_ЗАДАНИЕ A_
Согласуются ли с текстом о порфиринах и фталоцианинах утверждения (i)–(iii)? Для каждого ответьте «да» или «нет» и приведите решающие слова текста дословной цитатой.
(i) Фталоцианинами меди синего цвета сегодня красят джинсы.
(ii) Кандидатская диссертация была и начата, и завершена в ИОНХе.
(iii) Нобелевская премия за супрамолекулярную химию была присуждена Жан-Мари Лену.
_ЗАДАНИЕ B_
Замените в тексте о порфиринах и фталоцианинах «сенсоры» на «датчики» и приведите фрагмент между «Я влюбилась в» и «совершенно удивительные вещества.» включительно.
_ЗАДАНИЕ C_
Ответьте по тексту о порфиринах и фталоцианинах:
(i) Чем заполняют картриджи ксероксов и принтеров?
(ii) Соединения каких элементов с фталоцианинами синтезировали в аспирантуре?
(iii) В чьей лаборатории была завершена кандидатская диссертация?

_ИСХОДНЫЙ ТЕКСТ_
────

Еще бы! Ведь природные порфирины — это и хлорофилл, без которого невозможен фотосинтез в растениях, и гем крови, без которого невозможно обеспечить клетки кислородом в организме млекопитающих, и витамин В12, без которого человек не может жить. А фталоцианины, синтетические аналоги порфиринов, сегодня тоже заняли прочные позиции, но уже в мире рукотворном. Фталоцианинами меди заполняют картриджи ксероксов и принтеров, используя их способность проводить электрический ток, фталоцианинами меди синего цвета сегодня красят джинсы, а в советское время ими красили троллейбусы.
Я влюбилась в эти вещества и в их возможности еще в аспирантуре. Мы тогда разрабатывали методы синтеза соединений редкоземельных элементов с фталоцианинами и изучали их спектральные свойства. Это так называемые сэндвичевые структуры, двух- и трехпалубные соединения, которые хороши как сенсоры на газы, как электрохромные вещества, меняющие цвет при приложении потенциала, как полупроводники, сейчас уже известно, что они хороши для нелинейной оптики. Одним словом — совершенно удивительные вещества.
Кандидатскую диссертацию я начинала делать в НИОПИКе, а завершила в ИОНХе, в лаборатории академика Аслана Юсуповича Цивадзе. Здесь к моим любимым веществам добавилась еще и супрамолекулярная химия, которой только-только начали заниматься в лаборатории Цивадзе. И это дало мне новые невероятные возможности для творчества.
|
Академик А.Ю. Цивадзе со своими учениками, ставшими сотрудниками его лаборатории – Юлией Горбуновой и Сашей Мартыновым, Нью-Йорк, 2010 год |
Буквально за несколько лет до этого была присуждена Нобелевская премия Жан-Мари Лену за супрамолекулярную химию. Помнится, тогда многие ворчали, что премию дали за давно всем известные водородные связи.

────

_ВЫДЕРЖКА ИЗ ЗАПИСЕЙ_
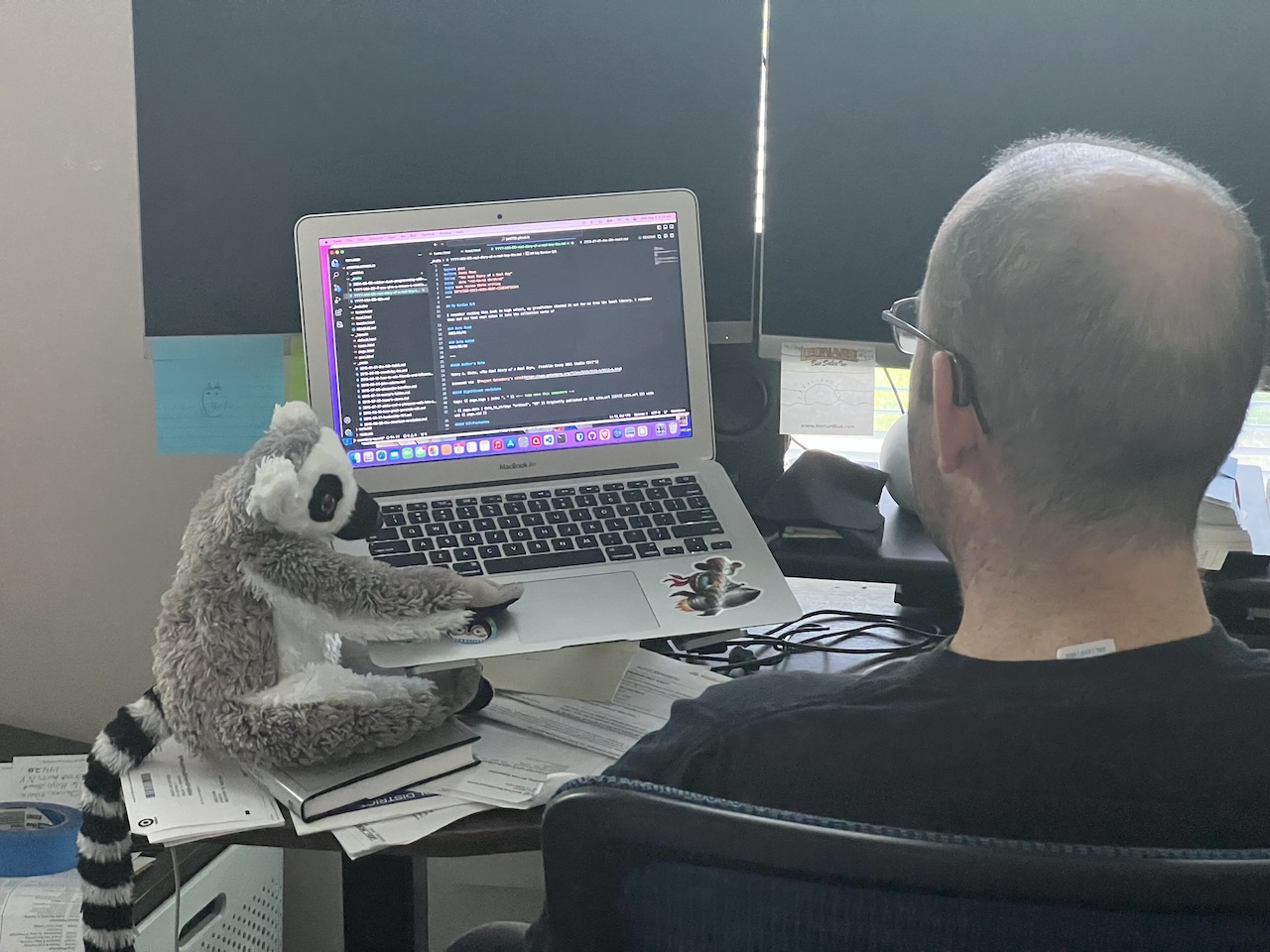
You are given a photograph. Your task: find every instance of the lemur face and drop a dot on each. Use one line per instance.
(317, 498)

────

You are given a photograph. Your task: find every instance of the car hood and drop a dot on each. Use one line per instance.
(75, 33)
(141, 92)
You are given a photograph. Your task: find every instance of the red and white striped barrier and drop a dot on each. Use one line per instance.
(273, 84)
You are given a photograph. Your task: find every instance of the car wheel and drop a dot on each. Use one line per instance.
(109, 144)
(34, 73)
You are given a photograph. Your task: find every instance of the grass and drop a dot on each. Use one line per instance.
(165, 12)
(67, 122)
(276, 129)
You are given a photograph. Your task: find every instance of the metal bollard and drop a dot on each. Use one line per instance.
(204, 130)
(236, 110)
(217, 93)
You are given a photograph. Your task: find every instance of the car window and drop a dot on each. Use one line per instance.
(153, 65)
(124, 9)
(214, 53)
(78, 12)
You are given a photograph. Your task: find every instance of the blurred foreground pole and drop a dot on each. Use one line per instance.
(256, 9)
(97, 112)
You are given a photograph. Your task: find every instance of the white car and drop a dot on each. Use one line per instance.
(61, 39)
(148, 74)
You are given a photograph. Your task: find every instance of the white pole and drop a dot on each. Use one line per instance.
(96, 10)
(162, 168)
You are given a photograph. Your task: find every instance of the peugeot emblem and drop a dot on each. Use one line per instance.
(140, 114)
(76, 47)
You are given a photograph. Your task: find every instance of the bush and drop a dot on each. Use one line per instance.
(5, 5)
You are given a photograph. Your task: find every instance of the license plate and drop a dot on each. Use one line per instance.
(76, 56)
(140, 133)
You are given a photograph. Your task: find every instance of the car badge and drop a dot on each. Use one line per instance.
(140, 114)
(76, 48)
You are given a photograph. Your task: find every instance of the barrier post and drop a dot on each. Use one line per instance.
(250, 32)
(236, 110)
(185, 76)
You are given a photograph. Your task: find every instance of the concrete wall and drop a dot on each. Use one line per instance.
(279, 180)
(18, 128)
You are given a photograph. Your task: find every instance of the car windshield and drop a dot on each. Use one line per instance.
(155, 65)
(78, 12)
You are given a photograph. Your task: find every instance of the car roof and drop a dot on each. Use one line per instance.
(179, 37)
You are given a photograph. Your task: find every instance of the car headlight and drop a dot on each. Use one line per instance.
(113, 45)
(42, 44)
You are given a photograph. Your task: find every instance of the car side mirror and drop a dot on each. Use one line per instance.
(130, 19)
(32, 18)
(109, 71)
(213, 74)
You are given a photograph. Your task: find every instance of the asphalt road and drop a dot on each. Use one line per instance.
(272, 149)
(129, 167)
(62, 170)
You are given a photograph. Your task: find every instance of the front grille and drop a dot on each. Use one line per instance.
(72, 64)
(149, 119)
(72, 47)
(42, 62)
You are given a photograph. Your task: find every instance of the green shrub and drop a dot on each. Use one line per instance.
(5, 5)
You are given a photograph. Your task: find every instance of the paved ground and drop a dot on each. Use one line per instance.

────

_ПОЛНЫЙ ОТВЕТ A_
(i) Да: «фталоцианинами меди синего цвета сегодня красят джинсы».
(ii) Нет: «Кандидатскую диссертацию я начинала делать в НИОПИКе, а завершила в ИОНХе».
(iii) Да: «была присуждена Нобелевская премия Жан-Мари Лену за супрамолекулярную химию».

_ПОЛНЫЙ ОТВЕТ B_
Я влюбилась в эти вещества и в их возможности еще в аспирантуре. Мы тогда разрабатывали методы синтеза соединений редкоземельных элементов с фталоцианинами и изучали их спектральные свойства. Это так называемые сэндвичевые структуры, двух- и трехпалубные соединения, которые хороши как датчики на газы, как электрохромные вещества, меняющие цвет при приложении потенциала, как полупроводники, сейчас уже известно, что они хороши для нелинейной оптики. Одним словом — совершенно удивительные вещества.

_ПОЛНЫЙ ОТВЕТ C_
(i) Фталоцианинами меди.
(ii) Редкоземельных элементов.
(iii) В лаборатории академика Аслана Юсуповича Цивадзе.